2024-03-19

PAUL METZGER: raga zoink! (extended edition)

Ein geheimes Handlungspapier in der Schublade meines Vertrauens skizziert ein grob geplantes Projekt, welches sich mit einer Performance auf einem präparierten Banjo beschäftigt. So wollte ich zwar nicht reich, aber immerhin berühmt werden in abseitigen Zirkeln, die sich mit dunkler, primitiver Musik beschäftigen. Zwar kann ich kein Banjo spielen, ja ich beherrsche auch ansonsten kein Instrument, aber das wollte ich dann schon lernen.

Dann entdeckte ich Paul Metzger, US-amerikanischer Banjo- und Gitarrenspieler aus Saint Paul, Minnesota, der meinen Plan augenblicklich zu Staub zerfielen ließ. Metzger spielt auf einem 21-saitigen prepaired and modified banjo (und auf einer heavily modified acoustic guitar) eine dermaßen virtuose, klirrende und von allen Ketten befreite Raga-delia, dass mir augenblicklich klar wurde, dass ich noch nicht mal in drei Leben auch nur annähernd in die Nähe dieser Kunst kommen würde. Mir blieb nur die Möglichkeit, in Windeseile alles an mich herantragen zu lassen, was dieser Mann auf Trägermedien veröffentlicht hat.

|---|

# Schriftliche Aufgabe A
Prüfe, ob die folgenden Aussagen mit dem Text über Paul Metzger übereinstimmen: (i) Die erzählende Person beherrscht kein Instrument. (ii) Mit dem Banjo-Projekt wollte die erzählende Person reich werden. (iii) Metzgers präpariertes Banjo hat zwölf Saiten. Beantworte jede Aussage mit Ja oder Nein und belege sie mit den entscheidenden Worten des Textes als wörtliches Zitat.
# Schriftliche Aufgabe B
Schreibe den Text über Paul Metzger weiter und schließe direkt an seinen letzten Satz an.

# Quellenmaterial
|---|

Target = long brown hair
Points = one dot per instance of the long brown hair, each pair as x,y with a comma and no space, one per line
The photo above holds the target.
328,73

|---|

# Antwort zur Aufgabe A
(i) Ja: „ja ich beherrsche auch ansonsten kein Instrument“
(ii) Nein: „So wollte ich zwar nicht reich, aber immerhin berühmt werden“
(iii) Nein: „auf einem 21-saitigen prepaired and modified banjo“

# Antwort zur Aufgabe B
Paul Metzger spielt und zerrt und schlägt das ins Heute, was andere Spieler wie John Fahey, Jack Rose, Sandy Bull oder Peter Walker aus amerikanischen und indischen Einflüssen entwickelt haben. Ganz typisch für Metzger: Ein Gleiten und Stocken des Stroms. Die meist sehr langen Tracks entwickeln sich oft zu Stop-And-Go-Ragas, die ihren Weg kurz in kontemplativere Szenen finden oder in die Resonanz des Klangkörpers, wenn Metzger ihn mit der flachen Hand schlägt. Dann wieder zieht das Tempo schwindelerregend an, ein Motiv schält sich heraus, es taucht verändert auf und ab. Faszinierend ist, wie Metzger ständig sucht und sucht – und wenn er etwas findet, das es ihm Wert erscheint, schmeckt er diesen Fund durch, er sucht also selbst noch in dem, was er findet, etwas Neues, Besseres, Aufregenderes.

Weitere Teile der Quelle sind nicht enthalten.